The Minister knows that Departments such as the Department for Education, the Departments of Transport and of Health and Departments responsible for training make cultural decisions. They are making them in isolation, without the Secretary of State's advice and without understanding their cultural impact. That is wrong, and that is why we need a cultural policy that supports rather than attacks local authorities. They want to get on with investing in the life of their cities and should have Government support. Until the Government recognise their importance and the importance of a cultural policy, they will continue to get arts funding wrong in the way that they have got it wrong over the past year.

4.58 pm

Sir Edward Heath (Old Bexley and Sidcup) : I apologise to my right hon. Friend the Secretary of State for National Heritage for missing the first few minutes of his speech. I had a hint that it was necessary for me to vote in Westminster and I felt that it was desirable and necessary to carry out that request. However, I listened with the greatest interest to the rest of my hon. Friend's speech.

It is disquieting that the Government should have chosen to have an arts debate on the one day in the year on which they were bound to find the House almost empty because hon. Members are active on the electoral scene. The only consolation is that, whereas there are four hon. Members on the Opposition Benches, there are eight on ours. To have 100 per cent. more than the Opposition is in itself some small consolation.

How to complete this task: According to the debate excerpt, how many members were on the Opposition Benches, and how many were on Sir Edward Heath's side?

Material shown:

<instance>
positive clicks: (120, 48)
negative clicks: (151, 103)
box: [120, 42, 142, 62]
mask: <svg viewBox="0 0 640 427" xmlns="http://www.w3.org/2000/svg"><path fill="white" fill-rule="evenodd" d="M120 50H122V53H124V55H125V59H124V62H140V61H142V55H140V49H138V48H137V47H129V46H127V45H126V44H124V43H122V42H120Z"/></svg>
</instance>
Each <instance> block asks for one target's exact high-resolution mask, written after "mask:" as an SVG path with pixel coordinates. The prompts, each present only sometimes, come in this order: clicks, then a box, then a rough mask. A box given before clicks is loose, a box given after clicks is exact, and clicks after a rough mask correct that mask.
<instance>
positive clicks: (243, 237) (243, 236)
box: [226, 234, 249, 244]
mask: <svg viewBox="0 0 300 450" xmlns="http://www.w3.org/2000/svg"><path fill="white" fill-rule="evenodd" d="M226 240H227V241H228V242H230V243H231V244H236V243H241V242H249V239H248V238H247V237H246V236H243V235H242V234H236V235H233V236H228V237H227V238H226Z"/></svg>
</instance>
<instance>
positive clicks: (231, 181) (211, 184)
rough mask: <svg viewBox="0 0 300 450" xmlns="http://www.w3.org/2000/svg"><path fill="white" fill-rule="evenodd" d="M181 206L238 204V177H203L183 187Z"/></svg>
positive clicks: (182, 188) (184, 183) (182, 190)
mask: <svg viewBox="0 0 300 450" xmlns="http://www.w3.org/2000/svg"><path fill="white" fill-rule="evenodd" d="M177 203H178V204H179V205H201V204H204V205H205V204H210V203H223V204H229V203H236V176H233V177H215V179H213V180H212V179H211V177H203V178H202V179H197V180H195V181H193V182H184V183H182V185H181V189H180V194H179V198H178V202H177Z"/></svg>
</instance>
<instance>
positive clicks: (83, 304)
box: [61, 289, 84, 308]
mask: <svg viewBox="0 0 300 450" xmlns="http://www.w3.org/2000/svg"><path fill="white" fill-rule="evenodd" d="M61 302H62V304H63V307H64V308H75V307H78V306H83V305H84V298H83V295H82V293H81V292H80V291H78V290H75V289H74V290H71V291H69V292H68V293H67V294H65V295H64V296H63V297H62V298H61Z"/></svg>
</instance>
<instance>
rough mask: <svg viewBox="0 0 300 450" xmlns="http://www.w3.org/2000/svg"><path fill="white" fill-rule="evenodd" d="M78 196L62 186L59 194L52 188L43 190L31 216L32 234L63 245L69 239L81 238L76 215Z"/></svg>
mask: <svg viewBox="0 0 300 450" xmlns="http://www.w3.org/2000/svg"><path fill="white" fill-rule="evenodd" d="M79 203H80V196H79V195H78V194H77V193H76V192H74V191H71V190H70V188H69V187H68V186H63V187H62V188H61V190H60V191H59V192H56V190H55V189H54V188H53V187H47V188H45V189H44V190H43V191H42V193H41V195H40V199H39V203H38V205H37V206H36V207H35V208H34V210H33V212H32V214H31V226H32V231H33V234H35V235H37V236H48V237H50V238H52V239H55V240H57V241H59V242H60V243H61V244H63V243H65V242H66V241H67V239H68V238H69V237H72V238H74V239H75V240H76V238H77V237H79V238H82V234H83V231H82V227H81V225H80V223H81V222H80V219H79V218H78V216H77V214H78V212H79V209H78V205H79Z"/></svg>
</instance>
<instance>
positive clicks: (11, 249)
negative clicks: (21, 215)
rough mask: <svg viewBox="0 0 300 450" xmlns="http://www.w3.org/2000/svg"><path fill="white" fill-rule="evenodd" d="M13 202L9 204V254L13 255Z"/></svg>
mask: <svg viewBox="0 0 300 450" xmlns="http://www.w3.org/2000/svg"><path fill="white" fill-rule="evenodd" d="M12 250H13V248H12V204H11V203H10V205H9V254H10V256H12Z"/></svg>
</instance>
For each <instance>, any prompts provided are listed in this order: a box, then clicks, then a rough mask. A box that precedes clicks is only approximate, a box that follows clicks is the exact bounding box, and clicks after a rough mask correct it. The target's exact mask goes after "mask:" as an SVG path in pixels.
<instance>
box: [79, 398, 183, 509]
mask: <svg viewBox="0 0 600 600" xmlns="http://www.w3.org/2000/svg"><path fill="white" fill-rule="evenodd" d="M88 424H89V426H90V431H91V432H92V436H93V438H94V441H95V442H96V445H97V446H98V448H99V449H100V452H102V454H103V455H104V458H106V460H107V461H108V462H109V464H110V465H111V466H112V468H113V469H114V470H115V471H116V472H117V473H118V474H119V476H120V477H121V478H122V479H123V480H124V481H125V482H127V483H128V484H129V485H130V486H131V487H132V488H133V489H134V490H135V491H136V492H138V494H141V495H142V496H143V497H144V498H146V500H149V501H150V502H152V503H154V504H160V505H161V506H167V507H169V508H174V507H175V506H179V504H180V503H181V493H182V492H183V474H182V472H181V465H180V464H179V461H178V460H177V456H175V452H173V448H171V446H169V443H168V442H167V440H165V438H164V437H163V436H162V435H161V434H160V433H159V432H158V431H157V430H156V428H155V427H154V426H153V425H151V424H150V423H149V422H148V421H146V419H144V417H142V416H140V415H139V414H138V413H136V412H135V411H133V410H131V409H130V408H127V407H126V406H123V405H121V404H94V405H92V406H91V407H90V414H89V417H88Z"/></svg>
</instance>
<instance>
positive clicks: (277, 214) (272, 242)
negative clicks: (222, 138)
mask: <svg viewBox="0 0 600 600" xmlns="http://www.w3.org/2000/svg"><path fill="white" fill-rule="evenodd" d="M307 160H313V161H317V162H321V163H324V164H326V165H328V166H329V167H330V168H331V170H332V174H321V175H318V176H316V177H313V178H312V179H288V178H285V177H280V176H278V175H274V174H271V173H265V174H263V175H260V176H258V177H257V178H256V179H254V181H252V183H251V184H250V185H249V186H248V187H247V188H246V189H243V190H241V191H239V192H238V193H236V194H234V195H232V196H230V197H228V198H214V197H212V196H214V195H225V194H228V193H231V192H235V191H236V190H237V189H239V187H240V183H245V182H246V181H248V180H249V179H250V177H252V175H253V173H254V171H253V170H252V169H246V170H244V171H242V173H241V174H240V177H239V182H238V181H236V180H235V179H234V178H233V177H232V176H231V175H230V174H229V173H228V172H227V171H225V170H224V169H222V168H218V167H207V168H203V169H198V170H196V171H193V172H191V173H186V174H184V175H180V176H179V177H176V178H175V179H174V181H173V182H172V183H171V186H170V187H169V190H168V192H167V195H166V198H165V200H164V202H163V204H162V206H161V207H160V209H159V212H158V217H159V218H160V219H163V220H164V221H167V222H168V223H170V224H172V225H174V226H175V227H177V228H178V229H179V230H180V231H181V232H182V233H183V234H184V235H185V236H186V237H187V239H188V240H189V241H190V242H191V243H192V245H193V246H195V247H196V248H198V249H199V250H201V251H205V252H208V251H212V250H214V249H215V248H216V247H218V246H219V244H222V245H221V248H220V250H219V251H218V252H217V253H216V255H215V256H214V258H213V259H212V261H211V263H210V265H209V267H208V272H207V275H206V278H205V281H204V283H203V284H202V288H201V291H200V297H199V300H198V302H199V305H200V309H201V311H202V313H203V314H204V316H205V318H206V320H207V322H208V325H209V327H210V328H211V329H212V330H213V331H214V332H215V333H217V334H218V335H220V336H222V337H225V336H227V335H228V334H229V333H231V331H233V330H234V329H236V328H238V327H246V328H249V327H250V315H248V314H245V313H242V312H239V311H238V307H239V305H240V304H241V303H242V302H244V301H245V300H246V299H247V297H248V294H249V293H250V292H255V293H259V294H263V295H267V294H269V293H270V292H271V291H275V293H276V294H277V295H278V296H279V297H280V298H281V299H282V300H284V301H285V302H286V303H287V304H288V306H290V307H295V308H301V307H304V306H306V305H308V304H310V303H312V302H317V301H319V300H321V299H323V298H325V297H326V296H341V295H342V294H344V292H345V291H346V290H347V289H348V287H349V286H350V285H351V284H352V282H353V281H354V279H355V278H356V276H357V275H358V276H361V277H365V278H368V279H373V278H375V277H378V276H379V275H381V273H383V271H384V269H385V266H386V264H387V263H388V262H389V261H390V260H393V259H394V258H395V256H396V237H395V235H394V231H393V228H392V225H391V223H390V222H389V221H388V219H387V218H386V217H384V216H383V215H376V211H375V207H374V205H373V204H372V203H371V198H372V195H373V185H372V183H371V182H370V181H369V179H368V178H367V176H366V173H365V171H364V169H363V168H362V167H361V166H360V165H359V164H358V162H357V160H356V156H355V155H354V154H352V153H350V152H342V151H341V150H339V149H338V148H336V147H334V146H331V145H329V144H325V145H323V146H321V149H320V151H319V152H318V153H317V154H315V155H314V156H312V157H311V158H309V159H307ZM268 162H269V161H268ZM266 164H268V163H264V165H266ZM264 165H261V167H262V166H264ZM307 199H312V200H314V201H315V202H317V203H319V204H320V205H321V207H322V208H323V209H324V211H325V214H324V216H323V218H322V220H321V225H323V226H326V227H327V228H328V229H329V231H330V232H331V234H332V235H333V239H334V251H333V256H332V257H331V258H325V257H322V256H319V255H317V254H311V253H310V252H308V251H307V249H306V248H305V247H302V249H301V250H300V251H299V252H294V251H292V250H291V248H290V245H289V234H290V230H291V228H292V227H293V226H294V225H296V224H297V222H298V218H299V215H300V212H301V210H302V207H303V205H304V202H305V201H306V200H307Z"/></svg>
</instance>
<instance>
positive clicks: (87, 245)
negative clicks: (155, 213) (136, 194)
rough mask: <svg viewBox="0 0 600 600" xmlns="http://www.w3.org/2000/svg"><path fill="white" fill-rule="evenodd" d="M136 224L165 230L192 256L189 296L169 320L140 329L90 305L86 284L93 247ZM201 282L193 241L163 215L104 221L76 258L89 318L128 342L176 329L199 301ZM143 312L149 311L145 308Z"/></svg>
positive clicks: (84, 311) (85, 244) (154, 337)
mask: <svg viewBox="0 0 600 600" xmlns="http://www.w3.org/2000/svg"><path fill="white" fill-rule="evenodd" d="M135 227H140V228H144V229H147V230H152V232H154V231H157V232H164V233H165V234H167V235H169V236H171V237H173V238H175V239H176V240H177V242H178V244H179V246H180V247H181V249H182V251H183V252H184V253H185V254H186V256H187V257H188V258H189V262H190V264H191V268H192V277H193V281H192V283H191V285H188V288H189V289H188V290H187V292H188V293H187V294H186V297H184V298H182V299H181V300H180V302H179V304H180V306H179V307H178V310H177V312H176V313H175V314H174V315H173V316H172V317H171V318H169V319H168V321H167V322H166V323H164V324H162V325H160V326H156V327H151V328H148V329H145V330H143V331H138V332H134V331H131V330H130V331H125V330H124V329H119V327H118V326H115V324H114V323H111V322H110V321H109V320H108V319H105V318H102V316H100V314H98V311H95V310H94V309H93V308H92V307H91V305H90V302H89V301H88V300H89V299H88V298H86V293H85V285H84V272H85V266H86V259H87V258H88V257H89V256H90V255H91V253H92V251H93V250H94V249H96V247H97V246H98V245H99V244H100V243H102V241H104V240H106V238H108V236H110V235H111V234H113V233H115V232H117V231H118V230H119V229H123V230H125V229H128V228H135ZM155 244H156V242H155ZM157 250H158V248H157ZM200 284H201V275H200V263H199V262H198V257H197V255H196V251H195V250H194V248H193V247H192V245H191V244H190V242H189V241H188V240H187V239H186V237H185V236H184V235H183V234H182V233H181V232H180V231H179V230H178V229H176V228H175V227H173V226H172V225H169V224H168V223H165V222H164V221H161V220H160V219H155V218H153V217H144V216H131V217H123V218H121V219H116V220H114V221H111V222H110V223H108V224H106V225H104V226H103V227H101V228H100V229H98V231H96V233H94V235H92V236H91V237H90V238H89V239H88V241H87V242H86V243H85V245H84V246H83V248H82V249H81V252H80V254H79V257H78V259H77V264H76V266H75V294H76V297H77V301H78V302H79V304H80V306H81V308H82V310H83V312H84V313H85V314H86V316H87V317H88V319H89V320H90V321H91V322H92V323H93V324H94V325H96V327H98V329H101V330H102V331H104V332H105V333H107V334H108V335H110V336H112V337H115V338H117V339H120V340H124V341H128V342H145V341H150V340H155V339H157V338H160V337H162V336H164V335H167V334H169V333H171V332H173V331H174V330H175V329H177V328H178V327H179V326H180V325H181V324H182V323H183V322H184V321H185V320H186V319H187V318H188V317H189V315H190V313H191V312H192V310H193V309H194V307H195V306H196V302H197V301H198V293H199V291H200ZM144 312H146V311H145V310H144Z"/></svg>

Solution below: Four on the Opposition Benches and eight on his side.